Texto proporcionado
# # #
Si escribir una novela es hacer una casa ladrillo a ladrillo, y escribir poesía es buscar un diamante en la soledad umbrosa de un socavón sin fondo, entonces Alejandro García Gómez hace las dos cosas: construye los ladrillos con finos diamantes minados en el pasado, incluso en el futuro, y con ellos erige una casa. Con la sabiduría que le ha dado el ejercicio de constructor de historias, va poblando la mansión de seres, de atmósferas distintas, de emociones infantiles, adolescentes y viejas que, vistas del lado “de acá” o “de allá” (quizá por eso su título en un deliberado frañol), del pasado o del futuro, son los pilares de esta novela. Pichouka et Gabriel en el país des sueños et sombras es la nueva apuesta del narrador colombiano.
Pichouka et Gabriel… es una historia de utopías y sueños: una joven mujer decide que este no es su destino. Está segura de que no está “aquí”; sospecha, pero vacila, que puede encontrarse “allá”. Y, a través de un exilio voluntario, parte hacia el otro lado. Después de aterrizar entre la frialdad de suelos indiferentes y lenguas ajenas, no puede eludir la soledad de sus propias causas y sucumbe al amor. Desde entonces tiene que enfrentar la naturaleza de mujer–madre, y cuidar de Gabriel, su hijo que es, a la sazón, el médium de ella entre el ayer y el ahora. El niño llega a convertirse en el minero que desciende hacia los socavones de la vida de su madre y sustrae los elementos necesarios para construir la historia.
Para leer esta novela hay que estar atentos. Hay muchos caminos y atajos por donde desfilan personajes con todas las características de la naturaleza humano–animal: el sueño, la pesadilla, la cavilación y la proyección, la ternura y la crueldad, la iluminación y la oscuridad, los vivos y los muertos. Incluso realidades políticas, sociológicas y culturales -que de alguna manera también bañarán a Gabriel- sólo se pueden ver con más nitidez desde fuera del ámbito de donde ocurren, y para ello hay que buscar las cuatro llaves de los cuatro costados de la realidad concreta que rodea la existencia de los personajes de Alejandro García Gómez: “-¿Se dieron cuenta de que el cofre tiene cuatro cerraduras, una por cada costado?”. Sólo cuando las llaves están en nuestras manos, es posible crear un mundo nuevo a partir de las ruinas que dejan los contextos, las añoranzas, las dudas, las pesadillas y los sueños, de la má de Gabriel, es decir de todos nosotros. ¿Una razón? Sí. Una vez construido el nuevo territorio, y por la misma naturaleza de la ficción literaria, se pueden erigir las atalayas desde dónde observar mejor el pasado. Má puede evocar, con la claridad que le dan la realidad o su onirismo, las elecciones en su país, la maquinaria de corrupción eterna que las impulsa y sostiene y la violencia endémica como combustible del poder, la ferocidad y las fuerzas criminales de todos los lados, empezando por las del propio Estado, pero también el afecto y la ternura de los suyos, de sus amigos y de desconocidos seres que el camino se los atraviesa en los difíciles momentos, sin nada a cambio. Má conoce como pocos el exilio voluntario, esa congregación que se convierte en su propia familia, en la militancia del migrante, la de su propio clan: la de la amistad, la del amor solidario, la de la libertad pero también la de buscar un pecho o la de arrimar un hombro para paliar la propia soledad o la ajena.
# # #
Tus tareas
**1)** ¿Cómo se traduce al inglés esta oración de la reseña de la novela: «Para leer esta novela hay que estar atentos»?
**2)** Continúa la reseña de la novela a partir de su última oración.
# # #
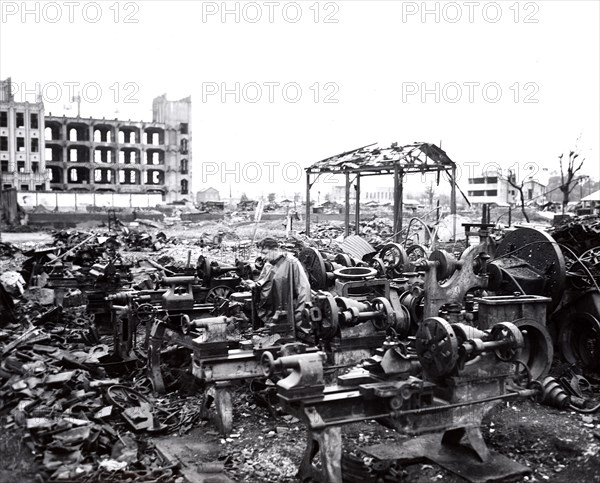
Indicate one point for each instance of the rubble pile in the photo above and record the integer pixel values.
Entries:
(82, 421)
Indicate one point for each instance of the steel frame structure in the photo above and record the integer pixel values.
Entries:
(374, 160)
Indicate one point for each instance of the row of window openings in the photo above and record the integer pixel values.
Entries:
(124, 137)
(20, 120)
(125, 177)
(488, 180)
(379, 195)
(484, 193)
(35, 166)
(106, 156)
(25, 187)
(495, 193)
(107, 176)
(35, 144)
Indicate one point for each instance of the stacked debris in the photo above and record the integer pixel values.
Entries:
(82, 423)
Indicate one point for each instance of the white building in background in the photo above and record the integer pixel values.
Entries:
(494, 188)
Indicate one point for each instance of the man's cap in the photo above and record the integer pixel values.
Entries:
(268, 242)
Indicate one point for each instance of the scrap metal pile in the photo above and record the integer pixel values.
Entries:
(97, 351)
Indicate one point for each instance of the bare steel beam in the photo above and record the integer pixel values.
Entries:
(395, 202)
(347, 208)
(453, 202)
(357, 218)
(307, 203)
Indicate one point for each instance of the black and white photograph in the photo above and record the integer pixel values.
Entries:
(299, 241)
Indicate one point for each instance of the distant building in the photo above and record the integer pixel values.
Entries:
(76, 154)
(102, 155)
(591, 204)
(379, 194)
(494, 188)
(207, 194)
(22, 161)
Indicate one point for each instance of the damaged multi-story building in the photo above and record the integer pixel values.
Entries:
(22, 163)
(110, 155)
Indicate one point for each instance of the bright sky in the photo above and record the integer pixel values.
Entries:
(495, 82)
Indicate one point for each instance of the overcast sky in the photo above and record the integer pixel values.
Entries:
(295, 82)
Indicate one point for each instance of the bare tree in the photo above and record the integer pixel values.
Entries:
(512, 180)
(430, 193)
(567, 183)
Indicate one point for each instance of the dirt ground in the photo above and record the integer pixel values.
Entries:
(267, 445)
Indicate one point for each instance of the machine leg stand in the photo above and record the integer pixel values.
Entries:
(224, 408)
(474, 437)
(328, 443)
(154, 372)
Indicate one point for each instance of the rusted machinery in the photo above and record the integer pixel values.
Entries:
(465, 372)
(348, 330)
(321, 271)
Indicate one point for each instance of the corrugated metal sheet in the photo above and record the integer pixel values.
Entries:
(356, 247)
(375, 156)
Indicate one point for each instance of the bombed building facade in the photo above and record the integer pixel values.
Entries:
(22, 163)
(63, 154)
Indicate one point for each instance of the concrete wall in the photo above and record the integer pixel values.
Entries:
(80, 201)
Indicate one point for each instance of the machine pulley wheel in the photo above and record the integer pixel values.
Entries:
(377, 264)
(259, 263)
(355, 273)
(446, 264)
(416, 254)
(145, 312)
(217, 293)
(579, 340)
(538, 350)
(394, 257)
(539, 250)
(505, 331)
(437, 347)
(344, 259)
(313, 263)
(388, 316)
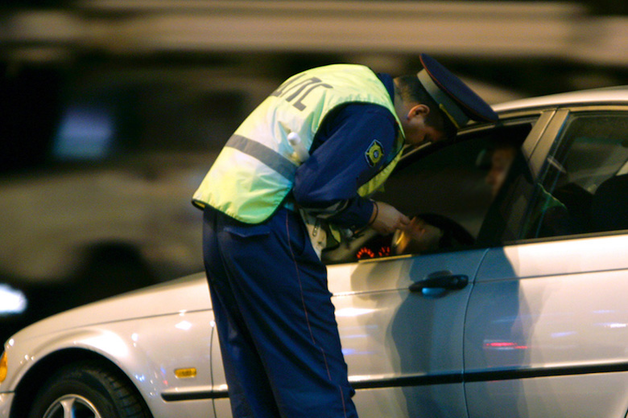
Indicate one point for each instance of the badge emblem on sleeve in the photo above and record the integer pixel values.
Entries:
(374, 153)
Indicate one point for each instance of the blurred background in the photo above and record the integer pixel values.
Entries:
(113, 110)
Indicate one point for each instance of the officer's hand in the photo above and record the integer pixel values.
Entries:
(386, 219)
# # #
Respuestas por tarea
**1)** To read this novel, one has to pay close attention.

**2)**
Gabriel es el niño que trastoca o mejor que siente, que el amor es uno, que no puede ser dividido; termina confundiendo a su madre con su gata Pichouka, y a ésta con una niña niña amiga –a todas ama y de todas se siente amado-, y a la vez a la gata conviviendo en los espacios de su madre, en los tiempos de la gata. Pichouka, sube hasta la cordillera de los recuerdos o de los sueños y descubre a los primeros pobladores del país de los ancestros maternos –los “de acá”- con su sabiduría y sus silencios cobrizos, con sus luces y sus sombras. Un país donde, con palabras distintas, sus habitantes hablan con los mismos significados, como si nuestro escritor tuviera presente las reglas básicas de la sociología cuántica donde todo lo que ocurre no ocurre y lo que fue también será hoy.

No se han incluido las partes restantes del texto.